====== DATA EXTRACTS ======

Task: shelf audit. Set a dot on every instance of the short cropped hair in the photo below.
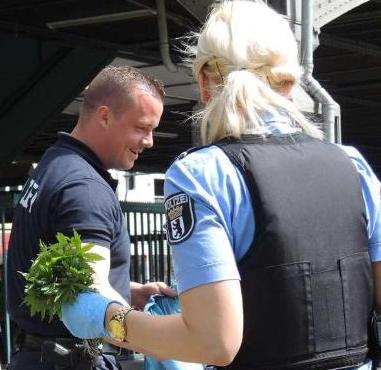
(113, 87)
(249, 50)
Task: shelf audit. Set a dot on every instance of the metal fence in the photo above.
(150, 253)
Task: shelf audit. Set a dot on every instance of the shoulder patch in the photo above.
(180, 217)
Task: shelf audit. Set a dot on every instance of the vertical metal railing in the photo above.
(150, 253)
(5, 322)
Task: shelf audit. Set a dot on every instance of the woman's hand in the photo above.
(140, 293)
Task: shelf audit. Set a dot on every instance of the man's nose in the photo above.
(148, 140)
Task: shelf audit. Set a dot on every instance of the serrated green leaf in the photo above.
(60, 271)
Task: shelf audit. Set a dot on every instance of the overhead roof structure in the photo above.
(51, 49)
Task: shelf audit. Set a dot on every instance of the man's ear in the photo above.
(204, 86)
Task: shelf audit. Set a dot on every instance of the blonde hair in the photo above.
(251, 54)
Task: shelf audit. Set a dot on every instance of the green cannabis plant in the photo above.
(59, 273)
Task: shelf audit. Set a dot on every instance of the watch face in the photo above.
(116, 329)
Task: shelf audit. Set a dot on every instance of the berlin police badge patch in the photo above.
(180, 217)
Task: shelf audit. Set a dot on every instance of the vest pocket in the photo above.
(281, 312)
(356, 274)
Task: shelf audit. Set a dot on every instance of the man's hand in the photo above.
(85, 317)
(140, 293)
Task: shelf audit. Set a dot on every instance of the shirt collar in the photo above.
(277, 122)
(67, 141)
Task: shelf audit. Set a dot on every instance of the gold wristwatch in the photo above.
(116, 324)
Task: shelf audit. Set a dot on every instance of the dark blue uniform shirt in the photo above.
(69, 189)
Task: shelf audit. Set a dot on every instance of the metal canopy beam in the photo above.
(359, 47)
(54, 89)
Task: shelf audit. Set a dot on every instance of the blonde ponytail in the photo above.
(250, 53)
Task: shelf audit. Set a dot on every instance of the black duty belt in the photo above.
(33, 343)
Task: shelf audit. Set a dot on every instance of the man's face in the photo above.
(131, 132)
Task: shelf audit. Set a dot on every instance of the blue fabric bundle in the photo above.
(163, 305)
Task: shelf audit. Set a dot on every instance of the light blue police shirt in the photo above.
(220, 224)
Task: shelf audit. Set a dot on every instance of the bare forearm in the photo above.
(198, 334)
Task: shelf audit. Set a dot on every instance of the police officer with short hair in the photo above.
(72, 189)
(274, 231)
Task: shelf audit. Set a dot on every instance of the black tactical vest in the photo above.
(306, 279)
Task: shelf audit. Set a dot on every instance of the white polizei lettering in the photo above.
(176, 201)
(29, 196)
(32, 200)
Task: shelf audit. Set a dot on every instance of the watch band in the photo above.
(120, 316)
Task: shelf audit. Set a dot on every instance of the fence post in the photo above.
(4, 292)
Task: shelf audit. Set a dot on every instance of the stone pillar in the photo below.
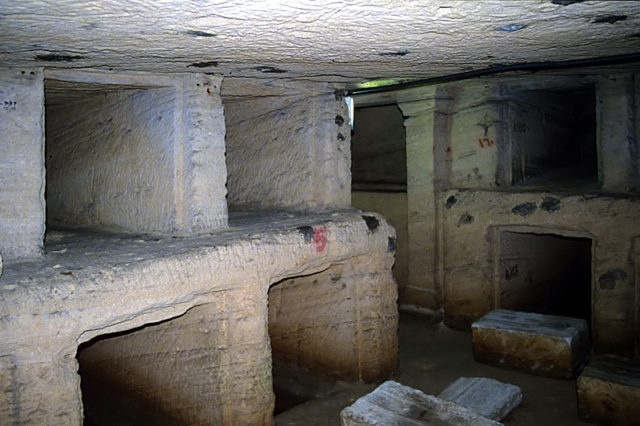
(22, 205)
(341, 322)
(211, 365)
(287, 146)
(616, 135)
(424, 132)
(204, 204)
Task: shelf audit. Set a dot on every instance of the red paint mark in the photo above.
(320, 238)
(485, 142)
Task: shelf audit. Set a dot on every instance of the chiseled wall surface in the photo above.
(469, 253)
(341, 322)
(22, 207)
(142, 154)
(287, 146)
(475, 131)
(109, 284)
(393, 206)
(110, 160)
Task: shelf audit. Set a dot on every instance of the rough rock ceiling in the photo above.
(334, 40)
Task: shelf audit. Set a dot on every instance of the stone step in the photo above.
(394, 404)
(546, 345)
(609, 391)
(487, 397)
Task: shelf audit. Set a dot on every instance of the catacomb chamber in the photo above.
(545, 273)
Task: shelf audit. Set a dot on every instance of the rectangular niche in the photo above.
(544, 273)
(552, 135)
(378, 149)
(109, 156)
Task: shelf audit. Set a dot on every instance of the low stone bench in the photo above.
(487, 397)
(547, 345)
(394, 404)
(609, 391)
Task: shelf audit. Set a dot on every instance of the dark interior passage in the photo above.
(554, 138)
(378, 153)
(545, 273)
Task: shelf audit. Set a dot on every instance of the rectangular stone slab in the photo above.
(488, 397)
(609, 391)
(394, 404)
(547, 345)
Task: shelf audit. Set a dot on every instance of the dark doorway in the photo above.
(545, 273)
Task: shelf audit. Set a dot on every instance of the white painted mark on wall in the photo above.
(9, 106)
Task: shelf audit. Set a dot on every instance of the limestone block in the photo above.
(394, 404)
(546, 345)
(488, 397)
(609, 391)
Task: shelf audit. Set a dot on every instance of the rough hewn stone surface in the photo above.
(471, 277)
(135, 153)
(336, 40)
(288, 148)
(547, 345)
(88, 287)
(22, 207)
(342, 321)
(394, 404)
(609, 391)
(490, 398)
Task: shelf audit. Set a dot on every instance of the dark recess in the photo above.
(391, 247)
(524, 209)
(450, 202)
(465, 219)
(372, 222)
(307, 233)
(270, 70)
(550, 204)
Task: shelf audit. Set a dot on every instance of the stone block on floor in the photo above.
(547, 345)
(490, 398)
(609, 391)
(394, 404)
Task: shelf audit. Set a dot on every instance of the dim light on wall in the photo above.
(351, 108)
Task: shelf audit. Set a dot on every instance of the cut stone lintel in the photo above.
(143, 153)
(546, 345)
(107, 284)
(609, 391)
(394, 404)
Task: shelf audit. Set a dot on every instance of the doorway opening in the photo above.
(545, 273)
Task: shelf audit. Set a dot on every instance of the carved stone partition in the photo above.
(206, 357)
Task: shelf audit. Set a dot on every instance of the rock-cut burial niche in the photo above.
(109, 156)
(545, 273)
(553, 137)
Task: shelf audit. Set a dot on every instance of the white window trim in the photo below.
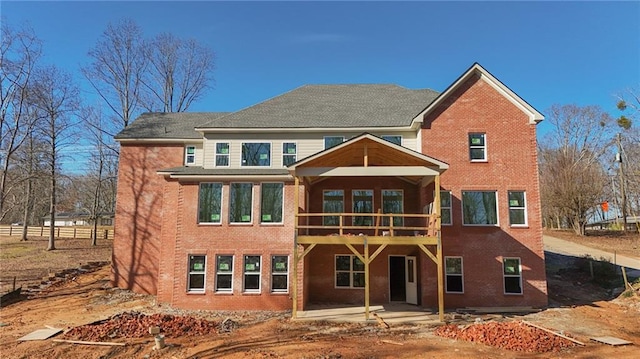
(524, 208)
(324, 141)
(224, 290)
(450, 209)
(461, 275)
(280, 291)
(282, 209)
(216, 154)
(401, 138)
(259, 142)
(382, 201)
(244, 274)
(186, 155)
(485, 147)
(351, 272)
(285, 154)
(221, 206)
(504, 276)
(189, 273)
(252, 209)
(480, 225)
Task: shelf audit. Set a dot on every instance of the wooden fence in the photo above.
(60, 232)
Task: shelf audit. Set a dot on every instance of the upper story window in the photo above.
(330, 141)
(289, 153)
(190, 155)
(393, 139)
(479, 208)
(222, 154)
(478, 147)
(256, 154)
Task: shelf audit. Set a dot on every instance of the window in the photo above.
(517, 208)
(271, 202)
(190, 155)
(224, 273)
(256, 154)
(393, 139)
(512, 275)
(196, 273)
(445, 207)
(289, 153)
(477, 147)
(251, 274)
(240, 202)
(453, 271)
(392, 202)
(362, 203)
(332, 202)
(330, 141)
(222, 154)
(349, 272)
(210, 203)
(479, 208)
(280, 274)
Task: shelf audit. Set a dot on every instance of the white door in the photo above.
(411, 280)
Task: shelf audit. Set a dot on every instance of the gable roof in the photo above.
(534, 115)
(160, 125)
(331, 106)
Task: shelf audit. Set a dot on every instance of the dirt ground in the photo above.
(578, 308)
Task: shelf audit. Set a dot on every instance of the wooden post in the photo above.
(439, 250)
(366, 279)
(296, 203)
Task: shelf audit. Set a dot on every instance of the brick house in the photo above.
(341, 194)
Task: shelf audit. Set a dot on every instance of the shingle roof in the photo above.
(341, 106)
(179, 125)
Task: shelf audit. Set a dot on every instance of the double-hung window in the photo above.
(512, 272)
(289, 153)
(517, 208)
(445, 207)
(222, 154)
(479, 208)
(332, 202)
(362, 203)
(256, 154)
(280, 274)
(330, 141)
(349, 272)
(251, 274)
(210, 203)
(189, 155)
(453, 270)
(271, 202)
(224, 273)
(240, 202)
(477, 147)
(392, 202)
(195, 281)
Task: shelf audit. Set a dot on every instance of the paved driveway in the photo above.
(560, 246)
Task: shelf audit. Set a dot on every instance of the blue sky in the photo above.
(547, 52)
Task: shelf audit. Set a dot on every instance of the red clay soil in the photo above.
(515, 336)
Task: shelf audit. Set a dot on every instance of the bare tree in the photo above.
(118, 64)
(56, 98)
(572, 157)
(180, 71)
(19, 53)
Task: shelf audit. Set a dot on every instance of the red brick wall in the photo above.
(139, 214)
(512, 165)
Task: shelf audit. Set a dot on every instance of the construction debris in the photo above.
(136, 325)
(515, 336)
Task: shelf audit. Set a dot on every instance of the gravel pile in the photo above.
(136, 325)
(515, 336)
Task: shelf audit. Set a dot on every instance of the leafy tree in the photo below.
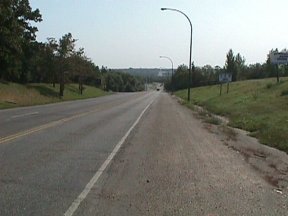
(16, 34)
(231, 64)
(65, 50)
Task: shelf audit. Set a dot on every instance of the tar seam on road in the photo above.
(24, 115)
(46, 126)
(74, 206)
(42, 127)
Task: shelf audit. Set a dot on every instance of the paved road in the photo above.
(170, 164)
(49, 153)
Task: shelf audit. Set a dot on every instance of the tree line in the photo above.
(235, 65)
(25, 60)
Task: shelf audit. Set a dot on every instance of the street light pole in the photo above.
(190, 59)
(172, 68)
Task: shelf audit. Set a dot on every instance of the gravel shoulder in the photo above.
(175, 164)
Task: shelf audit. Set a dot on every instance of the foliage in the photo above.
(122, 82)
(15, 95)
(251, 106)
(17, 37)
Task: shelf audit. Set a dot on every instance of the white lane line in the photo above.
(74, 206)
(23, 115)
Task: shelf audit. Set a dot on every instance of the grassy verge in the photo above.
(16, 95)
(258, 106)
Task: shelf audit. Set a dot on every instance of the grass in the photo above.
(16, 95)
(257, 106)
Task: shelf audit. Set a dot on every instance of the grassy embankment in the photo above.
(257, 106)
(16, 95)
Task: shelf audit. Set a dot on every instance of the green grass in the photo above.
(258, 106)
(16, 95)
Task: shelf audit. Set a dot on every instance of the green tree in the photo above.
(230, 65)
(66, 49)
(16, 34)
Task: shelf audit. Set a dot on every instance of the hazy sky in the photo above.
(134, 33)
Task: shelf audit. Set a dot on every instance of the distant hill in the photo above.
(153, 74)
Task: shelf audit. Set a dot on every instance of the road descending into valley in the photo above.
(125, 154)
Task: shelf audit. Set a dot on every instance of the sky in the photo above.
(134, 33)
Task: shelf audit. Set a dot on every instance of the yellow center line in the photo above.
(43, 127)
(57, 122)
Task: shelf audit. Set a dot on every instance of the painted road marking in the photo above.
(23, 115)
(52, 124)
(74, 206)
(42, 127)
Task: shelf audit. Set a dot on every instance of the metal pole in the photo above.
(190, 59)
(172, 69)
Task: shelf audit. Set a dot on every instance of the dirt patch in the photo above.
(270, 163)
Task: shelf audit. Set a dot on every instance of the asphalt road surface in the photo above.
(125, 154)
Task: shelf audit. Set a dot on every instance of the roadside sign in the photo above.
(225, 77)
(279, 58)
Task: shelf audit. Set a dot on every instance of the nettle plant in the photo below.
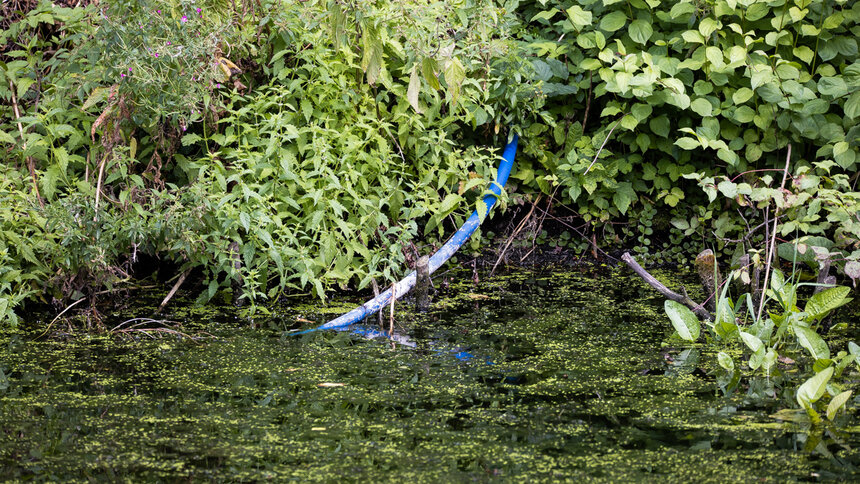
(787, 334)
(317, 179)
(767, 320)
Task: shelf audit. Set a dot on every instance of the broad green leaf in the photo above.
(98, 95)
(832, 86)
(753, 342)
(641, 111)
(545, 15)
(769, 359)
(414, 89)
(804, 53)
(683, 320)
(629, 122)
(744, 114)
(580, 18)
(455, 74)
(821, 304)
(640, 31)
(624, 195)
(742, 95)
(660, 126)
(725, 361)
(852, 106)
(688, 143)
(837, 403)
(613, 21)
(812, 390)
(702, 107)
(6, 137)
(813, 343)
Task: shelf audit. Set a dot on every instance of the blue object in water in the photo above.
(440, 257)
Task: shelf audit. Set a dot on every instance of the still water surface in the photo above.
(544, 377)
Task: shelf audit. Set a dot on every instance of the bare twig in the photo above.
(173, 291)
(516, 232)
(771, 248)
(604, 143)
(665, 291)
(391, 314)
(30, 164)
(99, 185)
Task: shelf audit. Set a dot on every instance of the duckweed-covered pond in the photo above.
(544, 377)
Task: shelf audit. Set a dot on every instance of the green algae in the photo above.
(570, 380)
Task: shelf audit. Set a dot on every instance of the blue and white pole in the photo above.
(436, 260)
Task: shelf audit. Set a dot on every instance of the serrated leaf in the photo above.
(449, 203)
(482, 209)
(190, 139)
(812, 390)
(98, 95)
(837, 403)
(613, 21)
(683, 320)
(821, 304)
(725, 361)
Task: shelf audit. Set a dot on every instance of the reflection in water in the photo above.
(578, 386)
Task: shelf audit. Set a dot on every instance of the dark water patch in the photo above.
(569, 380)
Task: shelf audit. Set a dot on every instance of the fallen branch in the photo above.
(519, 228)
(684, 299)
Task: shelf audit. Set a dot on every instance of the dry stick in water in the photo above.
(173, 291)
(30, 166)
(519, 228)
(771, 245)
(700, 311)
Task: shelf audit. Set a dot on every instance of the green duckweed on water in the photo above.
(560, 377)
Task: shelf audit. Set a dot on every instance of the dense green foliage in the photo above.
(278, 147)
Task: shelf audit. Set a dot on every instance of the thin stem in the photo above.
(772, 243)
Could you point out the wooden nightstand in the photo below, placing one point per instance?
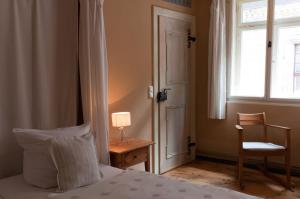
(130, 152)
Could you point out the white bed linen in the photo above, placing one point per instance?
(16, 188)
(118, 184)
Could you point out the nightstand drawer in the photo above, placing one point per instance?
(137, 156)
(130, 152)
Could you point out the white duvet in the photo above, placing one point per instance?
(141, 185)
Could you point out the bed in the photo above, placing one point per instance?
(117, 184)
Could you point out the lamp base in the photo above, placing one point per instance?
(123, 135)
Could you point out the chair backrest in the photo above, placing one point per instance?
(244, 119)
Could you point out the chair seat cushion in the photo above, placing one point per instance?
(261, 146)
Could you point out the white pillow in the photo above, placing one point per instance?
(38, 166)
(76, 161)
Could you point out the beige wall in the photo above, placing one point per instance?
(129, 40)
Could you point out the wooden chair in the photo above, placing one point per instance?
(262, 149)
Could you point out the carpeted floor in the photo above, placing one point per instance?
(223, 175)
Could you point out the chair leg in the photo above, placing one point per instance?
(288, 170)
(240, 171)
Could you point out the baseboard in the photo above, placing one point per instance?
(273, 167)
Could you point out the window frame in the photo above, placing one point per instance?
(270, 26)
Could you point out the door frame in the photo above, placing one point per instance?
(157, 12)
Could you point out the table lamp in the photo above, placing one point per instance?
(121, 120)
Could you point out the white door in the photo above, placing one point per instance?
(175, 80)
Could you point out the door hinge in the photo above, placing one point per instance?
(269, 44)
(191, 39)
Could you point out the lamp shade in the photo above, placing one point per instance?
(121, 119)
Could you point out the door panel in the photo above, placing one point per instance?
(174, 75)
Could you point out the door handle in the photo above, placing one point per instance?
(163, 95)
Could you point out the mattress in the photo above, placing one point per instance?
(119, 184)
(16, 188)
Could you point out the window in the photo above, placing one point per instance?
(267, 50)
(297, 69)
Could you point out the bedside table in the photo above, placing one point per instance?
(130, 152)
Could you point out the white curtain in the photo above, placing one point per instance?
(38, 70)
(217, 61)
(94, 72)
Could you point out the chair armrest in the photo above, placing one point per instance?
(278, 127)
(239, 128)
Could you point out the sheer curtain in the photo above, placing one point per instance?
(94, 72)
(217, 61)
(38, 70)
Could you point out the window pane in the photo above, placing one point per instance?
(254, 11)
(248, 76)
(287, 9)
(286, 67)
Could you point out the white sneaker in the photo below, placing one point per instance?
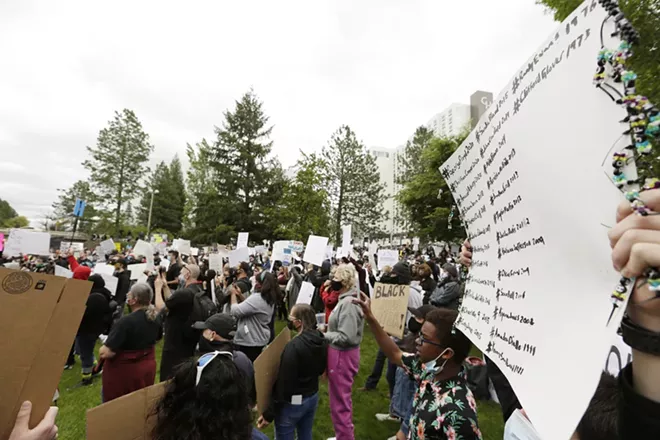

======

● **TO DO**
Lines before the one containing "Could you point out the sheer" are not wanted; write out that line and every later line through the end of the data above, exactly, without pictures.

● **OUTPUT OF THE TASK**
Could you point out the sheer curtain in the photo above, placing one point per instance?
(94, 72)
(217, 61)
(38, 70)
Could you point out the window pane in the photo above, placing one point per instance?
(254, 11)
(248, 76)
(287, 9)
(286, 67)
Could you point out the white sneaker in the photo below, placing one point per instance?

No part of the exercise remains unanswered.